* **Text block**

-------------------------

And this is exactly what Hyundai has in mind with its forthcoming Supernal.
Hyundai's aviation plans could fuel a new, clean mode of city transit
"We're here to stay, and we want to be a prominent player in the aviation market," said Yesh Premkumar, Hyundai's senior manager for the Supernal project, during the H2 Aero workshop in Long Beach last week, according to the report. "I don't think when you talk about aviation, the first name that comes to mind is Hyundai."
"So one of the primary focuses for us to be here today is to allow you all to understand that we are looking to partner in all the areas that we are good at," added Premkumar. "There are lots of things about aviation that we need to learn and understand, and a lot of folks in this room have that understanding. There are capabilities that we bring that we'd like to lend to the knowledge that exists here."
"So we want to foster that in bilateral partnerships as much as possible — all of it, from the aircraft, to the ecosystem, to the infrastructure, to operation, all the way down to city planning," added Premkumar, during his presentation. New detail about Supernal are already available, and it paints the inner-city eVTOL as a battery-supported air taxi that can move people from one to the other side of a city without contributing any negative gases or materials to the surrounding environment.
Hyundai's eSTOL vehicle could travel more than 620 miles
"The eVTOLs are not designed for ranges greater than about 75 miles," explained Premkumar. "That's quite a long distance, there are no cities today that have a boundary level of 75 miles. We looked at multiple ways of solving the problem, and batteries popped out as the best solution for the short range."
Intra- (or inter-)city journeys will also be possible with Hyundai's future suite of hydrogen-based aviation vehicles, since it's building an electric short takeoff and landing (eSTOL) vehicle that could travel from 120 to 620 miles (or even farther). With multiple flight architectures designed to fit evolving transportation needs of growing urban centers, Hyundai is doing everything it can to lift itself into an indispensable position, in the coming decade.

-------------------------

* **Raw data**
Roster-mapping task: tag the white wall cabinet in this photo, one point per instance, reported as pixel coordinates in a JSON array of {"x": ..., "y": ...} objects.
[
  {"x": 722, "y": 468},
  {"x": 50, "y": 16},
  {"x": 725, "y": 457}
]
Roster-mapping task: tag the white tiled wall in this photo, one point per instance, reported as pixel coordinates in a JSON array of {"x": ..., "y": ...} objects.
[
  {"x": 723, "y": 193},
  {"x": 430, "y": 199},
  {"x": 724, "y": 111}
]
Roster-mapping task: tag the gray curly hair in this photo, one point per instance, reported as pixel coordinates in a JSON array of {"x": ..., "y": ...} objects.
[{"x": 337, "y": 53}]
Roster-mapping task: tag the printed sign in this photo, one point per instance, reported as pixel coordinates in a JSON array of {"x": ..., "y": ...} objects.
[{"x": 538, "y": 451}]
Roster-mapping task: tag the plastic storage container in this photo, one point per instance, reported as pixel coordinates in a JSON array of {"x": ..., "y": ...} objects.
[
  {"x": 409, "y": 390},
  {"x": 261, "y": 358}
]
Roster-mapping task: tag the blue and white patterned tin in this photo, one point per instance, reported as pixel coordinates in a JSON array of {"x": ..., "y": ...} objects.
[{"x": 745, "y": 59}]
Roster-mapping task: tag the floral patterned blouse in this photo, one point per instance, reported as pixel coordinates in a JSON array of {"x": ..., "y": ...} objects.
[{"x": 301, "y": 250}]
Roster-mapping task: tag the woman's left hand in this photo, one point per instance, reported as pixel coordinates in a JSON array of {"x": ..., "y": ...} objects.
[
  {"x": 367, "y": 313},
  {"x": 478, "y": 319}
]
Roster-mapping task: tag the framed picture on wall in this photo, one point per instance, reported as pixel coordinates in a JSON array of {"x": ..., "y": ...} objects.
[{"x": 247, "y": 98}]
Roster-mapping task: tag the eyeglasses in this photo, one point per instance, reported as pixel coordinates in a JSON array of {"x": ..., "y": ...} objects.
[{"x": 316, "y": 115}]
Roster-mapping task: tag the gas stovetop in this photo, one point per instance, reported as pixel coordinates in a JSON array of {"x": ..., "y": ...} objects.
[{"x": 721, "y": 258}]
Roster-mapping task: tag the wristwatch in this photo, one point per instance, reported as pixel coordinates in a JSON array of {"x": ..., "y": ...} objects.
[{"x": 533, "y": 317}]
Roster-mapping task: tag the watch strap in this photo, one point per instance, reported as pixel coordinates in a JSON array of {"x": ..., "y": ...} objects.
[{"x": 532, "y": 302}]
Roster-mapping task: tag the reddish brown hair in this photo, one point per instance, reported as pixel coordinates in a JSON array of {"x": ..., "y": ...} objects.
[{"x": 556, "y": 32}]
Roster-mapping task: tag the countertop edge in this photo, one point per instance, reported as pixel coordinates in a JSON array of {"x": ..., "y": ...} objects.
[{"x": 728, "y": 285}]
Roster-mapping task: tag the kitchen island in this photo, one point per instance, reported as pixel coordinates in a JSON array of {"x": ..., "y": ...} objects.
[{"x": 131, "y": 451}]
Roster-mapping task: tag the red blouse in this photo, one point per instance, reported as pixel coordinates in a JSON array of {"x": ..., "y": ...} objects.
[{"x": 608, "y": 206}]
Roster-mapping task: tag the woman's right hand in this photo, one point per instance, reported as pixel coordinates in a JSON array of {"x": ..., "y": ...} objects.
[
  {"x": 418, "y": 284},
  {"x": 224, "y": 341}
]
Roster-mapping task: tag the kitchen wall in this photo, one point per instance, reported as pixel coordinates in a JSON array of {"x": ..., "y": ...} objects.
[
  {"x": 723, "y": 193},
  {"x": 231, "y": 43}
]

-------------------------

* **Exercise requirements**
Can you reproduce, word for word, the part of the Hyundai aviation text starting at "Hyundai's eSTOL vehicle" and ending at "the coming decade."?

* **Worked answer**
Hyundai's eSTOL vehicle could travel more than 620 miles
"The eVTOLs are not designed for ranges greater than about 75 miles," explained Premkumar. "That's quite a long distance, there are no cities today that have a boundary level of 75 miles. We looked at multiple ways of solving the problem, and batteries popped out as the best solution for the short range."
Intra- (or inter-)city journeys will also be possible with Hyundai's future suite of hydrogen-based aviation vehicles, since it's building an electric short takeoff and landing (eSTOL) vehicle that could travel from 120 to 620 miles (or even farther). With multiple flight architectures designed to fit evolving transportation needs of growing urban centers, Hyundai is doing everything it can to lift itself into an indispensable position, in the coming decade.